*Objective*.
Reproduce the listing lines, beginning at the line that contains "target: **orange overall button**" and stopping after the line that contains "99), (221, 97)]". Switch every "overall" to "coverall" and leave everything else unchanged.

** start Record extracts **

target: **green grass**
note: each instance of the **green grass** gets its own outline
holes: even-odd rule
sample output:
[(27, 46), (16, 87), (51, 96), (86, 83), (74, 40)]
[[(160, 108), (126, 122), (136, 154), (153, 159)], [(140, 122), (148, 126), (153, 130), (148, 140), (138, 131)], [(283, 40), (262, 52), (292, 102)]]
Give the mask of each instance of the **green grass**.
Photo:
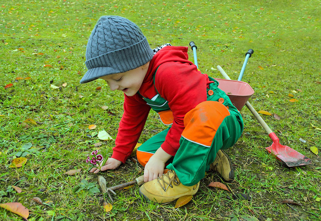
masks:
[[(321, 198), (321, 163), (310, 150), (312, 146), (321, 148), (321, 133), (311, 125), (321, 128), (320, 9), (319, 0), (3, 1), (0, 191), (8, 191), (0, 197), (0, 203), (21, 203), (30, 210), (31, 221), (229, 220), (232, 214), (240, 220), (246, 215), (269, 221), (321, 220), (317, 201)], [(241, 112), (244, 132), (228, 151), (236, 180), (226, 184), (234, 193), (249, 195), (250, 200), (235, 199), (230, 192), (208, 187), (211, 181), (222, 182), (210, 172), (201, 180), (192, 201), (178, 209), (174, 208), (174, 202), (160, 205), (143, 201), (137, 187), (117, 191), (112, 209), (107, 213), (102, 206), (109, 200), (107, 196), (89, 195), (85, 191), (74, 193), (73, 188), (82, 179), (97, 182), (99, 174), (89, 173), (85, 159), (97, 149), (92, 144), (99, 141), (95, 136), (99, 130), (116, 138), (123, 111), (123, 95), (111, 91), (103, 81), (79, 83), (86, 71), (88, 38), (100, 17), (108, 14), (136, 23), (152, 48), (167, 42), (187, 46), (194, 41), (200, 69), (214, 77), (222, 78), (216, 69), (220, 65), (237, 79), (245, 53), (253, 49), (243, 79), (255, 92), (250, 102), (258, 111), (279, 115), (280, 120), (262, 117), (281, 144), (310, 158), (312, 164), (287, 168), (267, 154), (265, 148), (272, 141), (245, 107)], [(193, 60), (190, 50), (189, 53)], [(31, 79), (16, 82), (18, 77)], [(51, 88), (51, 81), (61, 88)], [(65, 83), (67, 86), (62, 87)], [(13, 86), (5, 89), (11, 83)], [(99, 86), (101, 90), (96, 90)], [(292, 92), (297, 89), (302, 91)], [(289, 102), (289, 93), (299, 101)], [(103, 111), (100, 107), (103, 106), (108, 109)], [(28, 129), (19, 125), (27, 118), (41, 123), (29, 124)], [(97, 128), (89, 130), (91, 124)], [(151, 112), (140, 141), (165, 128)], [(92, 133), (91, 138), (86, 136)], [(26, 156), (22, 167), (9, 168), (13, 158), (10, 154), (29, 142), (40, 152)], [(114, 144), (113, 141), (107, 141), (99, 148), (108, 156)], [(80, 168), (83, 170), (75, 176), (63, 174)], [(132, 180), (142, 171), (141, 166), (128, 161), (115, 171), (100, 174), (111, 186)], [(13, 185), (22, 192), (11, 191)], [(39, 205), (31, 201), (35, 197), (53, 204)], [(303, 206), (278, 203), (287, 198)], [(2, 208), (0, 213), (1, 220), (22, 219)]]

** end Record extracts **
** start Record extracts **

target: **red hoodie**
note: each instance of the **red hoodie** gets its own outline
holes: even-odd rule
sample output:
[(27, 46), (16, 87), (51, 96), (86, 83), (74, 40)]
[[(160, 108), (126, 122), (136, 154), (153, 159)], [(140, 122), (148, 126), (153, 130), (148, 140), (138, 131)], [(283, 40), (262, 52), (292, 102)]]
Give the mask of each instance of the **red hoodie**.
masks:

** end Record extracts **
** start Record extracts **

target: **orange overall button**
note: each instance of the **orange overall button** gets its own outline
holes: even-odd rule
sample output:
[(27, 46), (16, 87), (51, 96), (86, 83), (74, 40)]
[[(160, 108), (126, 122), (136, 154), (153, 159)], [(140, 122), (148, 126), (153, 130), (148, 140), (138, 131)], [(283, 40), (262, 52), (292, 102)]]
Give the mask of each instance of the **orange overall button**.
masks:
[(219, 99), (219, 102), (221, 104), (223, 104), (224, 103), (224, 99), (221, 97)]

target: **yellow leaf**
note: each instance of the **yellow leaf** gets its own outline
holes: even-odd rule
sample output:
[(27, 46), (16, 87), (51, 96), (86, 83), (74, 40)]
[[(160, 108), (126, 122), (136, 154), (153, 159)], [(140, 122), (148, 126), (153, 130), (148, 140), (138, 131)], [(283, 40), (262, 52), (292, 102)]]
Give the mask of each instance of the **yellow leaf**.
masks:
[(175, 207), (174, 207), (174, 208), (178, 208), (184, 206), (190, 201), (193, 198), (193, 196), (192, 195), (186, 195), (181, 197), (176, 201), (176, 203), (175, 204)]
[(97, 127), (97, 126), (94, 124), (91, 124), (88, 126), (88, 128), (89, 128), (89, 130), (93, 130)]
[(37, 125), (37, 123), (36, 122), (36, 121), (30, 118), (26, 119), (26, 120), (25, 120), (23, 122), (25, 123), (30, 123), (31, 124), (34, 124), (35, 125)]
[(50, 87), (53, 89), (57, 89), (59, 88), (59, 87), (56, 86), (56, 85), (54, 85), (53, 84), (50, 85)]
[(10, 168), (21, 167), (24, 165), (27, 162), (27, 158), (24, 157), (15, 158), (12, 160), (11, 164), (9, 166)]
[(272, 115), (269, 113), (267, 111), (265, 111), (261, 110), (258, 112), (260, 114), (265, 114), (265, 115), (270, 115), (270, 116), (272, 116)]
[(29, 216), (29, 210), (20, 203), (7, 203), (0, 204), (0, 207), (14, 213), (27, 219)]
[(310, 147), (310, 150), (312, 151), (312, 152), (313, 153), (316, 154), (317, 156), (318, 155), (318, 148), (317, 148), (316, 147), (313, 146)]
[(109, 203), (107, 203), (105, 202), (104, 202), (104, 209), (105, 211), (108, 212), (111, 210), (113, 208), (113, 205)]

** end Record extracts **

*The reply*.
target: **orange coverall button**
note: each instance of the **orange coverall button** gets its own outline
holes: even-odd rule
sample output:
[(27, 46), (16, 87), (51, 96), (86, 83), (74, 40)]
[[(160, 108), (126, 122), (136, 154), (153, 159)], [(140, 122), (148, 126), (153, 130), (148, 140), (138, 131)], [(283, 40), (262, 52), (292, 102)]]
Give the mask of each instance of the **orange coverall button**.
masks:
[(219, 99), (219, 102), (221, 104), (223, 104), (224, 103), (224, 99), (221, 97)]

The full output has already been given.